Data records
·····
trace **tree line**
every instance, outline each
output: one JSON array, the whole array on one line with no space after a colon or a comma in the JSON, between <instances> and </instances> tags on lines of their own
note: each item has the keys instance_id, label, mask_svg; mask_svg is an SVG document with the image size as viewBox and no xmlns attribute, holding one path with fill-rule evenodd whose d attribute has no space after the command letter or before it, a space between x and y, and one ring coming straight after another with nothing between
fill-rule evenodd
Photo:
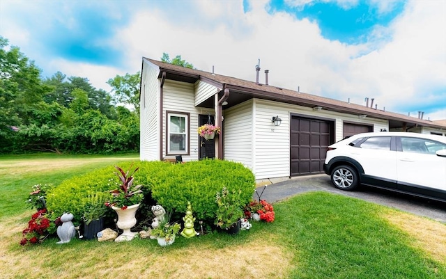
·····
Retype the lines above word for word, leaving out the picture.

Exercise response
trace **tree line**
every instance, outline each
output: one JSON array, the whole array on one line with no space after a colon or a comma in the JSON, between <instances> and </instances> tags on lines of their own
note: each item has the keys instance_id, label, mask_svg; mask_svg is an SVG document with the image size as viewBox and no xmlns attribute, holding one path with fill-rule evenodd whose d attribute has no space after the command letter or before it, a space between x and y, and one ring coming straight after another with nothing between
fill-rule evenodd
Photo:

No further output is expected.